> [Your goal] Please translate this sentence from the Tether discussion into Spanish: "Many of the big exchanges now support USDC, and so people could easily switch if they thought Tether was not solid."

Tether supply is more than reasonable if you compare it to USDC and take into account that USDT is more widely used in exchanges than USDC.

USDT going bust was a nice story. Many of the big exchanges now support USDC, and so people could easily switch if they thought Tether was not solid.


How do you see the amount of tether printed vs actual amount of tether bought?


Well in theory those numbers are equal, any discrepancy would be fraudulent.


Well, Bitcoin's stability increases all the time and it will continue attracting more risk averse investments. Institutions are also more strategic in their investments, which will increase but also stabilize the price even further. That's basically the story why it's attractive for speculators right now. It might be 'get rich quick scheme' but also becoming a stable store of value.


> Bitcoin's stability increases all the time

Does it?

https://www.tradingview.com/symbols/BVOL24H/

The most positive thing I can say about that chart is that volatility was higher when price last was at these levels, but I wouldn't claim a downtrend.


Lol, old thinkers who are towing the party line and are also grumpy they missed out. Most "trustworthy" financial news outlets are all pushing messaging that Bitcoin is too risky and to avoid it like the plague. However in a "Great Reset" environment coming upon us fast having ways to move wealth with fewer restrictions suddenly become very attractive. Compare the price charts of gold and bitcoin for this year. They rise together pretty well until the election. Then suddenly gold flatlined and Bitcoin started trending upwards again. Regardless of your theory of what a Biden administration means for the country, the market says people want freedom and independence from whatever is coming.

> [Provided material]

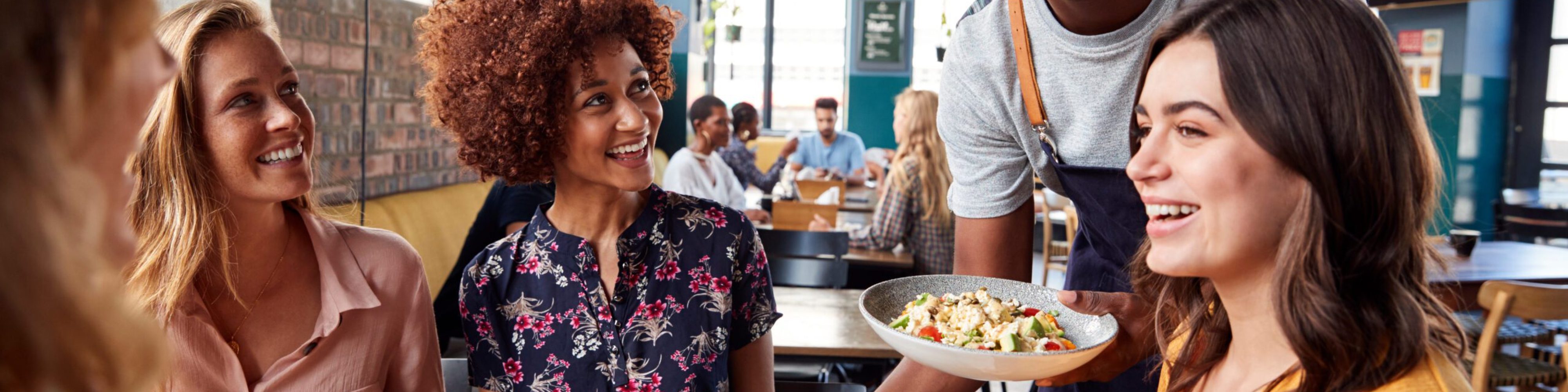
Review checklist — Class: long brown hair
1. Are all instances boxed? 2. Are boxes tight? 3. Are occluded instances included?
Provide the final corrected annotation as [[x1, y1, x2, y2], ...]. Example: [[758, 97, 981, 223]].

> [Result for this task] Muchas de las grandes plataformas de intercambio ahora admiten USDC, por lo que la gente podría cambiarse fácilmente si pensara que Tether no era sólido.